*OBJECTIF*. Renvoyez à l'identique, dans l'extrait sur la fracture entre secteur productif et État, tout ce qui va de « Deux mondes s'observent » jusqu'à « fumeurs de havanes. ».

*EXTRAIT*.

Le refus tactique électoral du pouvoir de réduire l'Etat (au sens large) accroît la brèche entre le secteur productif de valeur ajoutée et le secteur improductif de commandement et services qui la consomme. Quarante-six pour cent de la richesse produite dans ce pays est remise au second, qui dans tous les compartiments du jeu est pléthorique et insuffisant. Mais il gouverne. Le cabinet Ayrault est vierge de tout représentant du secteur productif, aucun entrepreneur, aucun risqueur. L'Assemblée nationale est bourrée d'agents publics puisque 55% émargeaient au budget de l'Etat ou des collectivités publiques, et vous voudriez réformer ce secteur ? Nous n'entrerons pas dans le spectre socio-professionnel de l'hémicycle mais s'il y a une seule étudiante, un seul architecte, un artisan, une assistante sociale, un salarié agricole et deux sages-femmes sur 577 possibilités, il n'y a plus d'ouvrier et pas plus de commerçant. Autant dire que la nation est représentée partout ailleurs sauf là ! l'Assemblée vibre sur sa propre fréquence qui n'est pas celle du pays. C'est le meilleur argument pour se défaire du parlementarisme.

Deux mondes s'observent avant de se haïr. D'un côté une bourgeoisie qui ressemble furieusement à la nomenklatura moscovite d'antan, ayant mis en culture la société à son propre avantage et qui sait se protéger, même physiquement ; de l'autre, une masse de travailleurs et de rentiers tardifs aux aguets qui ne voient rien d'avenir, n'ont aucune prise sur les évènements, sont entourés d'assistés, reçoivent quotidiennement sur leurs téléviseurs la déliquescence générale de l'ordre ancien, le choc des émeutes dans l'eurozone latine, et comme le chien de prairie ayant perdu son trou, courent de ci de là en espérant se cacher de la Sainte Inquisition fiscale. Il faudra observer les chiffres de ventes de voitures blindées pour juger de l'aggravation de cette fracture et du sentiment d'insécurité qu'elle inspire aux fumeurs de havanes.

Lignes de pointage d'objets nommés
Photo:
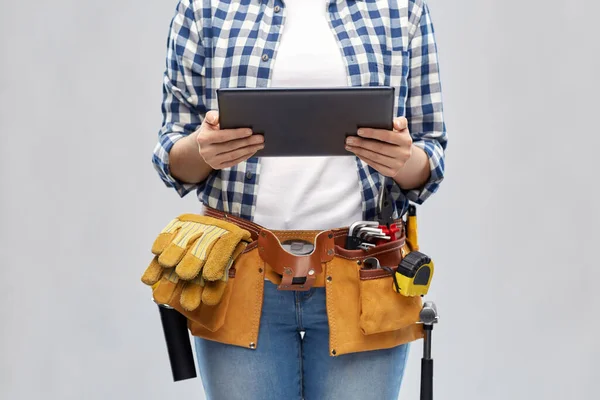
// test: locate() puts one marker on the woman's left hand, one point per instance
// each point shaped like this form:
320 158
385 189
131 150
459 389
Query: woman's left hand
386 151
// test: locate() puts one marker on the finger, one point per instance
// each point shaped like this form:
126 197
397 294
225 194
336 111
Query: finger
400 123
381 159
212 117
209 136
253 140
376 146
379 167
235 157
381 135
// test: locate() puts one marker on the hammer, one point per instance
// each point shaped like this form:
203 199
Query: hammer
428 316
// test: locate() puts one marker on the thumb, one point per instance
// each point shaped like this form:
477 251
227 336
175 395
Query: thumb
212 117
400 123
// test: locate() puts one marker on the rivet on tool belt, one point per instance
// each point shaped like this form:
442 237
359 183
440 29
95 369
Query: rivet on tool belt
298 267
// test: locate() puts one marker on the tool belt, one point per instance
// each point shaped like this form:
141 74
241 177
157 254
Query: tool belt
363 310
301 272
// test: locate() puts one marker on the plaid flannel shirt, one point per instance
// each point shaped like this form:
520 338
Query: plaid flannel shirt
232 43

---

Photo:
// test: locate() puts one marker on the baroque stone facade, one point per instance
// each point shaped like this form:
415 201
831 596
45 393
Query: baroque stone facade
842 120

*CORRIGÉ*.
Deux mondes s'observent avant de se haïr. D'un côté une bourgeoisie qui ressemble furieusement à la nomenklatura moscovite d'antan, ayant mis en culture la société à son propre avantage et qui sait se protéger, même physiquement ; de l'autre, une masse de travailleurs et de rentiers tardifs aux aguets qui ne voient rien d'avenir, n'ont aucune prise sur les évènements, sont entourés d'assistés, reçoivent quotidiennement sur leurs téléviseurs la déliquescence générale de l'ordre ancien, le choc des émeutes dans l'eurozone latine, et comme le chien de prairie ayant perdu son trou, courent de ci de là en espérant se cacher de la Sainte Inquisition fiscale. Il faudra observer les chiffres de ventes de voitures blindées pour juger de l'aggravation de cette fracture et du sentiment d'insécurité qu'elle inspire aux fumeurs de havanes.